• **Extract to read**:
Children’s Day: Taking stock of how Nigeria fails children caught in conflict

There appears to be an existing pattern to the celebration of Children’s Day in Nigeria, and it belies the unseriousness that underlies the symbolic gestures which characterises the celebrations.

From government organised parades across the federation, to press releases by organisations whose responsibility it is to research and collate the necessary data to map the state of children’s welfare; all of it falls short of satisfactory. The data on sexual violation of Nigerian children has remained about the same for over half a decade.

UNICEF reported in 2015 that one in four girls and one in ten boys in Nigeria had experienced sexual violence before the age of 18. According to a survey by Positive Action for Treatment Access, over 31.4 percent of girls there said that their first sexual encounter had been rape or forced sex of some kind.

In the aftermath of the pandemic – some of whose implications in addition to the global mass deaths have been documented to include the worsening of gender-based violence – children’s welfare equally took a hit.

In a Children’s Day press release, The United Children Education Fund (UNICEF), through its Country Director, Peter Hawkins, revealed that the ravages of the pandemic threaten decades of progress the organisation has made in entrenching protection for children’s welfare.

The statement reads in part:

The pandemic is threatening decades of progress we have made for children.

Violence is perpetrated against one in four Nigerian children – and one in three Nigerian girls are sexually abused. This has only increased during the pandemic.

The truth is, the pandemic is only worsening the plight of Nigerian children, from Katsina to Bayelsa.

The ongoing Boko Haram insurgency, which if conflated by others as banditry and rampant kidnap across the nation, has a lot to teach us about how crises affect children directly and indirectly.

UNICEF reported in 2020 that of the estimated 1.9 million internally displaced persons in the North-East alone, about 60% are children

Meanwhile, conflict in the North Central State of Benue continues to kill and displace scores, further confounding the plight of Nigerian children.

• **Your assignment**: Could you copy out the article on how Nigeria fails children caught in conflict, word for word from its headline to its last sentence?

• **Extracted entries**:
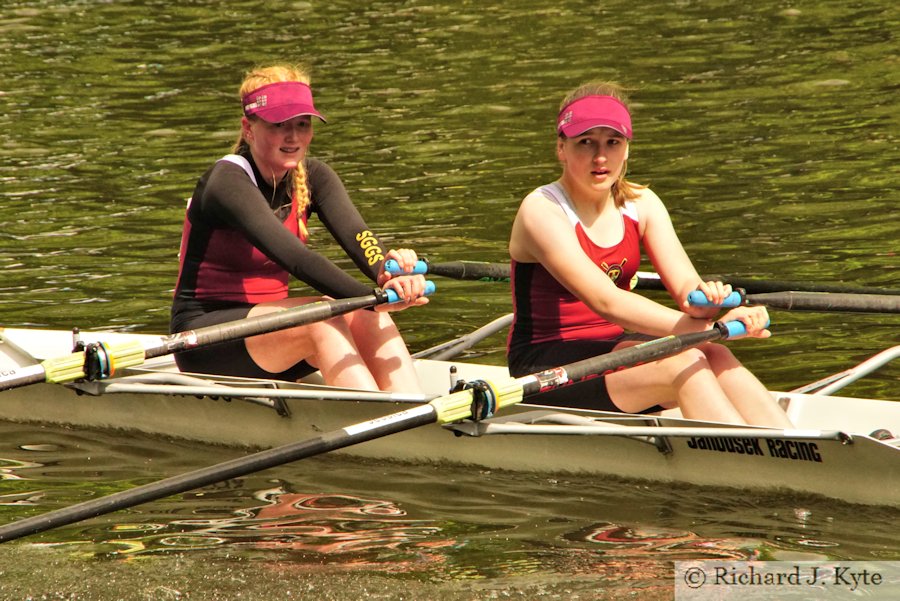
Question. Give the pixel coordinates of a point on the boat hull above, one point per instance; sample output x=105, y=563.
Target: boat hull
x=855, y=468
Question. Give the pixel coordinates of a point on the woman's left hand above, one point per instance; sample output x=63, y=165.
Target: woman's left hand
x=755, y=319
x=410, y=288
x=405, y=257
x=716, y=293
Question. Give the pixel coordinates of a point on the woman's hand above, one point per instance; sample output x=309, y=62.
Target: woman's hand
x=410, y=288
x=405, y=257
x=716, y=293
x=755, y=319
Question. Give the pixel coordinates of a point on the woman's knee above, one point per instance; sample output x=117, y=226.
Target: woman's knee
x=689, y=359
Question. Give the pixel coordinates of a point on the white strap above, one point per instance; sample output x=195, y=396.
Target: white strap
x=242, y=163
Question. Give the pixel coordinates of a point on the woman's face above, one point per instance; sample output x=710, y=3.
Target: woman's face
x=593, y=161
x=278, y=147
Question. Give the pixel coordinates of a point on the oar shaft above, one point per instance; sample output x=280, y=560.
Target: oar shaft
x=626, y=357
x=263, y=324
x=453, y=407
x=808, y=301
x=498, y=272
x=242, y=466
x=101, y=360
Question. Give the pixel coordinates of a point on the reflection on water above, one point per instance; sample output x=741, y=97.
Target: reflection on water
x=439, y=523
x=768, y=128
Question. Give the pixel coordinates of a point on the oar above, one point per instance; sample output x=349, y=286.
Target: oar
x=481, y=399
x=100, y=360
x=806, y=301
x=499, y=272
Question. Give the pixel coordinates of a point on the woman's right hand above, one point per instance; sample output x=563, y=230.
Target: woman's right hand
x=755, y=319
x=410, y=289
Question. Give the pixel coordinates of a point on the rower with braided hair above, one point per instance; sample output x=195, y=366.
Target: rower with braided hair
x=245, y=235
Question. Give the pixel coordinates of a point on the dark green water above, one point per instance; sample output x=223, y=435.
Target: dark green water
x=769, y=129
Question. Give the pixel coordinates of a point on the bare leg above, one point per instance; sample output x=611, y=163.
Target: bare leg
x=686, y=377
x=328, y=345
x=382, y=348
x=748, y=395
x=706, y=383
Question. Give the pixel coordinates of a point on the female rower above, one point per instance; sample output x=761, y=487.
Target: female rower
x=245, y=233
x=575, y=246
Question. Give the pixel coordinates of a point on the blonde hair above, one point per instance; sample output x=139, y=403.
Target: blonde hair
x=623, y=190
x=255, y=79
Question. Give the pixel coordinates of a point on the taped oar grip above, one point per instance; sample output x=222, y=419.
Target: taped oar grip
x=393, y=297
x=698, y=299
x=99, y=360
x=458, y=406
x=64, y=369
x=111, y=357
x=392, y=267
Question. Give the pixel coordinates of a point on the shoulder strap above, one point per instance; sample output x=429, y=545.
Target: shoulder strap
x=557, y=194
x=242, y=163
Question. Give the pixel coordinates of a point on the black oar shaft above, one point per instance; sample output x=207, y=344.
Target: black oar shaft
x=827, y=301
x=471, y=270
x=242, y=466
x=262, y=324
x=626, y=357
x=452, y=407
x=131, y=352
x=475, y=270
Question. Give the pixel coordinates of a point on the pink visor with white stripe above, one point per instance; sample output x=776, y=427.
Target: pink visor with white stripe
x=280, y=101
x=589, y=112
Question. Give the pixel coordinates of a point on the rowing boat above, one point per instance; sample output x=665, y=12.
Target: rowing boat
x=842, y=448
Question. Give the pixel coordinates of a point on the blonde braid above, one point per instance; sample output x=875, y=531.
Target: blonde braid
x=301, y=196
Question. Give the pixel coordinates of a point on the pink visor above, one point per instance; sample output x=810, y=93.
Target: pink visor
x=594, y=111
x=280, y=101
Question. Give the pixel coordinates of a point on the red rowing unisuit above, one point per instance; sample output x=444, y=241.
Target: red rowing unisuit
x=545, y=311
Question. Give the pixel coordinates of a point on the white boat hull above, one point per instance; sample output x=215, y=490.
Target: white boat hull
x=851, y=466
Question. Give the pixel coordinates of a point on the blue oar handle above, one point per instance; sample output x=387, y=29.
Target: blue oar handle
x=698, y=299
x=393, y=297
x=392, y=267
x=733, y=329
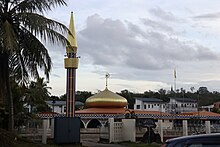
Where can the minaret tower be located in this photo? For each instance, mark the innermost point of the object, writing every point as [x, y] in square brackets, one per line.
[71, 64]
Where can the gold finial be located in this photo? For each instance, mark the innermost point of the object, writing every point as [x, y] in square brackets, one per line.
[107, 75]
[71, 38]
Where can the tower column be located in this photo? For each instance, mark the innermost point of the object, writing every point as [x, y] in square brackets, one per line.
[71, 64]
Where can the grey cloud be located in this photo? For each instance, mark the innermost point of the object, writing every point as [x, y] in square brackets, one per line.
[157, 25]
[208, 16]
[164, 15]
[115, 43]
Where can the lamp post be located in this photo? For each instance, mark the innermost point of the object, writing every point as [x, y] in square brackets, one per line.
[53, 102]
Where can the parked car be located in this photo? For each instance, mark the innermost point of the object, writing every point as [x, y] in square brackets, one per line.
[201, 140]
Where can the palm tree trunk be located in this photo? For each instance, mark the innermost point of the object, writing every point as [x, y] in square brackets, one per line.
[6, 99]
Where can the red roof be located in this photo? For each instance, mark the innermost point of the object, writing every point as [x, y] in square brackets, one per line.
[202, 113]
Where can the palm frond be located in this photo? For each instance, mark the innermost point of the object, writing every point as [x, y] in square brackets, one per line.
[44, 27]
[34, 54]
[8, 36]
[40, 6]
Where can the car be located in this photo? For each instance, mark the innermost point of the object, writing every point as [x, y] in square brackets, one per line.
[200, 140]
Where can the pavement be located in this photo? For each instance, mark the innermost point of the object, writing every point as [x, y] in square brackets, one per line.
[97, 144]
[92, 140]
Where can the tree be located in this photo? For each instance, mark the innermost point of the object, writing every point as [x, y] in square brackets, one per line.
[36, 94]
[22, 28]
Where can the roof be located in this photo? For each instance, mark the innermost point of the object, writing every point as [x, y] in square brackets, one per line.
[63, 103]
[157, 100]
[106, 98]
[200, 113]
[185, 100]
[116, 111]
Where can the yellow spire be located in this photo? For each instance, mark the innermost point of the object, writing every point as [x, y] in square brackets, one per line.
[71, 38]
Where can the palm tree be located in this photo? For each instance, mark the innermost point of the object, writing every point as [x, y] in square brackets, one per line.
[37, 92]
[22, 28]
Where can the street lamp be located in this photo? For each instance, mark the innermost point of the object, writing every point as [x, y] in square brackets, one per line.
[53, 102]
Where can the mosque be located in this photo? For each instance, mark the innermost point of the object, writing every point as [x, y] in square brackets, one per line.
[107, 104]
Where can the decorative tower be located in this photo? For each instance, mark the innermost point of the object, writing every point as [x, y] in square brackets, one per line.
[71, 64]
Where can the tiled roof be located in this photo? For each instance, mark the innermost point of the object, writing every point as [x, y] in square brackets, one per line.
[186, 100]
[63, 103]
[202, 113]
[155, 100]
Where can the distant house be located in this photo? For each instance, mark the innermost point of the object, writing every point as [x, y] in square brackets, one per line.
[149, 104]
[60, 106]
[179, 105]
[208, 108]
[217, 105]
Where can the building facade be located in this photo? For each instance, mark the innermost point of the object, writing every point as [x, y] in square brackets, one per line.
[149, 104]
[180, 105]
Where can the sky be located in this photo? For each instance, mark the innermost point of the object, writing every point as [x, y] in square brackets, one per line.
[140, 43]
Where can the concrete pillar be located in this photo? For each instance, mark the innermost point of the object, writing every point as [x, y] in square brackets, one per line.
[160, 129]
[44, 135]
[207, 127]
[111, 129]
[52, 128]
[185, 128]
[129, 130]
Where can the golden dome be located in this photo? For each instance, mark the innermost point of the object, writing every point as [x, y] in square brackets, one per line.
[106, 98]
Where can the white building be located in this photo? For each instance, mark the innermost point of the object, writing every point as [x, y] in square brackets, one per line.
[179, 105]
[60, 106]
[149, 104]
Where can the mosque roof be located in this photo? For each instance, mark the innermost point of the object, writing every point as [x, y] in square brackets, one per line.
[201, 113]
[151, 100]
[105, 99]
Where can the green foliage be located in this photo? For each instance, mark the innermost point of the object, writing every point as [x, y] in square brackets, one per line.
[22, 54]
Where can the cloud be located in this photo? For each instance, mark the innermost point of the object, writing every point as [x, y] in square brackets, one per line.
[208, 16]
[164, 15]
[111, 42]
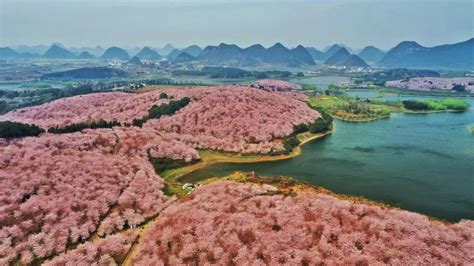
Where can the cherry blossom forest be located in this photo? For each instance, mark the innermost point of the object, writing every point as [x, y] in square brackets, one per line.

• **Solution to this task**:
Children’s Day: Taking stock of how Nigeria fails children caught in conflict

There appears to be an existing pattern to the celebration of Children’s Day in Nigeria, and it belies the unseriousness that underlies the symbolic gestures which characterises the celebrations.

From government organised parades across the federation, to press releases by organisations whose responsibility it is to research and collate the necessary data to map the state of children’s welfare; all of it falls short of satisfactory. The data on sexual violation of Nigerian children has remained about the same for over half a decade.

UNICEF reported in 2015 that one in four girls and one in ten boys in Nigeria had experienced sexual violence before the age of 18. According to a survey by Positive Action for Treatment Access, over 31.4 percent of girls there said that their first sexual encounter had been rape or forced sex of some kind.

In the aftermath of the pandemic – some of whose implications in addition to the global mass deaths have been documented to include the worsening of gender-based violence – children’s welfare equally took a hit.

In a Children’s Day press release, The United Children Education Fund (UNICEF), through its Country Director, Peter Hawkins, revealed that the ravages of the pandemic threaten decades of progress the organisation has made in entrenching protection for children’s welfare.

The statement reads in part:

The pandemic is threatening decades of progress we have made for children.

Violence is perpetrated against one in four Nigerian children – and one in three Nigerian girls are sexually abused. This has only increased during the pandemic.

The truth is, the pandemic is only worsening the plight of Nigerian children, from Katsina to Bayelsa.

The ongoing Boko Haram insurgency, which if conflated by others as banditry and rampant kidnap across the nation, has a lot to teach us about how crises affect children directly and indirectly.

UNICEF reported in 2020 that of the estimated 1.9 million internally displaced persons in the North-East alone, about 60% are children

Meanwhile, conflict in the North Central State of Benue continues to kill and displace scores, further confounding the plight of Nigerian children.